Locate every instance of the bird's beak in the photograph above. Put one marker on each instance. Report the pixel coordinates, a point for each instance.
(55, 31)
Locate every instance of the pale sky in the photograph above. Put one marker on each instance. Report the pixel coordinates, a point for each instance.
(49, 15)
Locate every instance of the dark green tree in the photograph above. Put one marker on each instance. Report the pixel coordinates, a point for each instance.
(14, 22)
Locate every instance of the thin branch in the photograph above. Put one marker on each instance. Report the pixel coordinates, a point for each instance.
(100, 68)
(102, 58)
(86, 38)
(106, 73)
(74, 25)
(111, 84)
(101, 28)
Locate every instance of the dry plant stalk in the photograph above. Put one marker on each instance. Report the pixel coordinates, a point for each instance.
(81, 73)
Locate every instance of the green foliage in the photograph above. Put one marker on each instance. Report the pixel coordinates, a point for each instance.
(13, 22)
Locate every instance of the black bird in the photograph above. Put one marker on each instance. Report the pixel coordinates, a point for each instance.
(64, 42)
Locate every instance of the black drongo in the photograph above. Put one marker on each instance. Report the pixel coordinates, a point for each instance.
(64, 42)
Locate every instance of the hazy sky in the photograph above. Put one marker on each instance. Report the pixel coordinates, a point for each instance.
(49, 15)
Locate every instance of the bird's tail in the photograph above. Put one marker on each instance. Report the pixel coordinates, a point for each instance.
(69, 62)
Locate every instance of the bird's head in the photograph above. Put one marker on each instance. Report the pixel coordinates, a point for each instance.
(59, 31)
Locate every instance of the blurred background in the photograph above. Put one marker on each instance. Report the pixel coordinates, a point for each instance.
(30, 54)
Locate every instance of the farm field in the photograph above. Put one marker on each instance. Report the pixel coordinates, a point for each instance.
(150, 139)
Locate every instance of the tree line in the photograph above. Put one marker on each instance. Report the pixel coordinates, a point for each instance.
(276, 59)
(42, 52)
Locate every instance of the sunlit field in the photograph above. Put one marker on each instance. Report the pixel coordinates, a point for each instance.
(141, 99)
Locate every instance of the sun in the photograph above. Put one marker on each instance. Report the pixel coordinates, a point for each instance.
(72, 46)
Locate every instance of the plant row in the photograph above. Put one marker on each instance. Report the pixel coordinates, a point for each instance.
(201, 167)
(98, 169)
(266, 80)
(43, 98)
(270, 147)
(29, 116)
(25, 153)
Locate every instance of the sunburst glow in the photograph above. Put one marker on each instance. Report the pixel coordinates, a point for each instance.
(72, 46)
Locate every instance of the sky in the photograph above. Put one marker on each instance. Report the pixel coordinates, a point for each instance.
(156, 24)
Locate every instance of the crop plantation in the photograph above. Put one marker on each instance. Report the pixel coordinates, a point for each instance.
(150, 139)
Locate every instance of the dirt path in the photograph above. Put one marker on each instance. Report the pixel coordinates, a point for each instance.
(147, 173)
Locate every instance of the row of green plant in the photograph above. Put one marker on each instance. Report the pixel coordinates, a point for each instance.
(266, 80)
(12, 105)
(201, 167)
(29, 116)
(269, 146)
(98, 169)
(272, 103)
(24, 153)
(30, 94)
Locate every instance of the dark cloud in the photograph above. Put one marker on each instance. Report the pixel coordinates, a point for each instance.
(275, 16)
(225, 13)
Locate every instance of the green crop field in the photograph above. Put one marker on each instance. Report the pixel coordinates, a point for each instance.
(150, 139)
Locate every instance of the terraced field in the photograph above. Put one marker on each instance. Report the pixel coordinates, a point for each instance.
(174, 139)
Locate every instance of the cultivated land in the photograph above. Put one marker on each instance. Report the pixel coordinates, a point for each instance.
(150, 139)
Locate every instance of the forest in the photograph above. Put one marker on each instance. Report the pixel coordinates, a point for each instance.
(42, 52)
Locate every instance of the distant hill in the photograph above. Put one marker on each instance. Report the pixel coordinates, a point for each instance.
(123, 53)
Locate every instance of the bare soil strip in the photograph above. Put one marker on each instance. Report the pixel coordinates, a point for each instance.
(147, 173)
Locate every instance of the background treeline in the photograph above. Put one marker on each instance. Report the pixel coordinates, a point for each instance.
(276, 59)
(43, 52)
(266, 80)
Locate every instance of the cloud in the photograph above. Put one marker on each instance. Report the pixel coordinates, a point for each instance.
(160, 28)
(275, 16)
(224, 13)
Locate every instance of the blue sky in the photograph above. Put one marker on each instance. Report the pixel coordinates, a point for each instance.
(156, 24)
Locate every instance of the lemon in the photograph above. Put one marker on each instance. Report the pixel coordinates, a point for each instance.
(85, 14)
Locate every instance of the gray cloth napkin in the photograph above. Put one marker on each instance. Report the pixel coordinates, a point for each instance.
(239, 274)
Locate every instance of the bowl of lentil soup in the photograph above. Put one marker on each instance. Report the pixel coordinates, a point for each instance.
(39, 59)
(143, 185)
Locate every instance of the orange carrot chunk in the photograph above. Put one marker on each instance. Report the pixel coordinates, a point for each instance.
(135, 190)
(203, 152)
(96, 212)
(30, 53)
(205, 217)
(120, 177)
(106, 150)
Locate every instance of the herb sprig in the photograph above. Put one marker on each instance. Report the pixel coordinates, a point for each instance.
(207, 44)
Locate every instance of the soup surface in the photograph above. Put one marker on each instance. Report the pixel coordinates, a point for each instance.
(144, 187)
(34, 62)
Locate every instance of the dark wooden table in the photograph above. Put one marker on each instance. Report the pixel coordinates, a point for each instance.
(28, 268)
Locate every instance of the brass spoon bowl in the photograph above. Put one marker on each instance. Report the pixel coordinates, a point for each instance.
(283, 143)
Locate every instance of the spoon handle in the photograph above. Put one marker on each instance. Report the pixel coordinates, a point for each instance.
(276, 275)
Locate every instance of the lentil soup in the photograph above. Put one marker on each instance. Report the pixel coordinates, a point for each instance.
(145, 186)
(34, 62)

— Task instructions —
All the records, from the first line to the last: repeat them exactly.

— Completed task —
Locate every instance of the bird's beak in the photograph above. Put one marker on each instance. Report the pixel coordinates, a point for each instance.
(55, 31)
Locate every instance of the pale sky in the photograph above. Put one marker on each instance. Report the pixel coordinates, a point for each instance.
(49, 15)
Locate every instance of the dark green tree in the photograph above. Put one marker on each instance. Report the pixel coordinates, a point for each instance.
(14, 22)
Locate every instance of the thin branch in the photograph above. Put one marker on each instance. Report the pixel coordinates, a point for each instance.
(100, 68)
(102, 58)
(86, 38)
(106, 73)
(74, 25)
(111, 84)
(101, 28)
Locate every instance of the dry plant stalk in the photograph above. Put one marker on each instance. Report the pixel coordinates, a point for each instance.
(81, 73)
Locate every instance of the green foliage in the photograph above. Put one marker on each instance. Report the pixel coordinates, a point for each instance.
(13, 22)
Locate every instance of the black bird in the photograph above. Put one marker on each instance. Report the pixel coordinates, a point for each instance.
(64, 42)
Locate every instance of the black drongo in the photograph above. Put one marker on each instance. Report the pixel coordinates, a point for each instance.
(64, 42)
Locate every instance of the hazy sky in the photograph above. Put one marker on each instance. Report the pixel coordinates, a point for each instance.
(49, 15)
Locate every instance of the bird's tail in the photograph above. Put one marker on each instance. Report the pixel coordinates, a point for each instance.
(69, 62)
Locate every instance of the bird's head in the photograph above. Put one marker on each instance. Report the pixel coordinates, a point for each instance.
(59, 31)
Locate every instance of the blurred background in the photograph above. Put one marker on each instance. Report the pixel coordinates, a point for each instance.
(30, 54)
Locate every instance of the farm field in the photograph above. Put one marker on each instance. Report the pixel coordinates, a point for each instance.
(150, 139)
Locate every instance of the tree line in the photograph above. Put one marker on each instance. Report the pixel coordinates, a point for each instance.
(276, 59)
(42, 52)
Locate every instance of the sunlit field in the photograph above. Put one marker on each instance. Report the pixel coordinates, a point for each instance.
(141, 99)
Locate every instance of the sun in the photograph above. Put one marker on each instance. Report the pixel coordinates, a point for each instance.
(72, 46)
Locate every instance of the plant row in the photograph above. Put one marker on each instance. Report the pixel coordinates, a point for each instance.
(201, 167)
(98, 169)
(266, 80)
(43, 98)
(270, 147)
(29, 116)
(25, 153)
Locate every instance of the sunburst glow in the photograph above. Put one marker on each instance. Report the pixel coordinates, a point for each instance.
(72, 46)
Locate every instance of the sky in the photograph above. Put one marker on each instance. Report the pixel coordinates, a point for each instance.
(156, 24)
Locate every instance of the crop plantation in the photograph above. Put one marker on each instance. Report the pixel coordinates, a point for each instance.
(150, 139)
Locate every instance of the dirt path in the photograph above. Put one marker on each instance. Report the pixel coordinates, a point for each instance.
(147, 173)
Locate every instance of the row of green plant in the photograph above. Put one marker on each instance. Report the pixel coordinates, a point for each instance.
(266, 80)
(12, 105)
(201, 167)
(29, 116)
(269, 146)
(98, 169)
(272, 103)
(24, 153)
(30, 94)
Locate every instance of the dark cloud in the photograph above. Put one marker on each instance. Report the pixel coordinates, a point for each instance.
(275, 16)
(225, 13)
Locate every instance of the green crop field in the photograph above. Put one marker on each instance. Report the pixel coordinates, a point for each instance.
(150, 139)
Locate every instance of the terraced field in the photograph above. Put one marker on each instance. Report the pixel coordinates, a point for each instance.
(174, 139)
Locate every instance of the cultivated land in the photograph above. Put one marker on each instance. Report the pixel coordinates, a point for each instance.
(150, 139)
Locate every instance of the forest in the photograph above. Put one marker on each instance. Report the pixel coordinates, a point for each instance.
(42, 52)
Locate every instance of the distant hill in the photograph above. Put one marker on each instance. Report the pixel coordinates, a point for each instance.
(123, 53)
Locate every instance of the bare soil strip in the photograph above. Put one marker on each instance. Report the pixel coordinates, a point for each instance.
(147, 173)
Locate every instance of the background treeline in the photograph above. Put one marker on each instance. Report the pixel coordinates, a point for each instance.
(276, 59)
(43, 52)
(266, 80)
Locate every instance of the cloud in the photograph above. Put one marker on each instance. Report the pixel coordinates, a point for each instance.
(160, 28)
(275, 16)
(224, 13)
Locate every instance of the blue sky in the photograph above. Put one marker on each instance. Report the pixel coordinates, a point for each instance.
(156, 24)
Locate every instance of the lemon in the photograph above. Put one marker on each instance. Report the pixel coordinates, a point for each instance.
(85, 14)
Locate every instance of the gray cloth napkin in the photograph above. Put one marker on each instance. Report the pixel coordinates, a point for each instance.
(239, 274)
Locate every instance of the bowl of lentil soup in the photograph above. Put one marker on each instance. Report the pixel coordinates, a point for each instance.
(39, 59)
(143, 185)
Locate every instance of the orange carrot chunk in the photograph above. Put one marker on each instance. Report the pixel coordinates, a point for each instance.
(135, 190)
(203, 152)
(96, 212)
(30, 53)
(205, 217)
(120, 177)
(106, 150)
Locate every instance of the herb sprig in the photograph above. Put one marker on each instance. Report the pixel coordinates, a point for each instance.
(207, 44)
Locate every instance of the soup surface in the photograph above. Put one marker on each instance. Report the pixel coordinates, a point for each instance.
(144, 187)
(34, 62)
Locate every instance of the dark wooden table in the photograph above. Put one marker on each instance. Report the pixel coordinates, a point for each instance.
(28, 268)
Locate every instance of the brass spoon bowl in the photograph above. Put one marker on each instance. Report the pixel coordinates, a point for each instance.
(283, 143)
Locate every instance of the spoon handle in the photograph above. Put one marker on each instance. Report the pixel coordinates, a point for each instance.
(276, 275)
Locate every instance of the lentil soup in the photograph above. Put one marker on each instance. Report the pixel coordinates, a point for each instance.
(145, 186)
(34, 62)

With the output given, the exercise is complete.